>> begin Record set

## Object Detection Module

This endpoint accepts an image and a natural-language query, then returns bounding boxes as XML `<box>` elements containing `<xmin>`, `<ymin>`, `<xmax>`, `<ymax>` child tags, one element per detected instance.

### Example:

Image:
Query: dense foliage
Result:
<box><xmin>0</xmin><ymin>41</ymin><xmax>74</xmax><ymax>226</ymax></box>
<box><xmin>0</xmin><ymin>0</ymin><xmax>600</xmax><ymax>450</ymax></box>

>> end Record set

* **Stated task**
Rewrite the items above with "bounding boxes" changed to "detection boxes" and every other part left as it is.

* **The result**
## Object Detection Module

This endpoint accepts an image and a natural-language query, then returns detection boxes as XML `<box>` elements containing `<xmin>`, `<ymin>`, `<xmax>`, `<ymax>` child tags, one element per detected instance.

### Example:

Image:
Query: dense foliage
Result:
<box><xmin>0</xmin><ymin>41</ymin><xmax>74</xmax><ymax>226</ymax></box>
<box><xmin>0</xmin><ymin>0</ymin><xmax>600</xmax><ymax>450</ymax></box>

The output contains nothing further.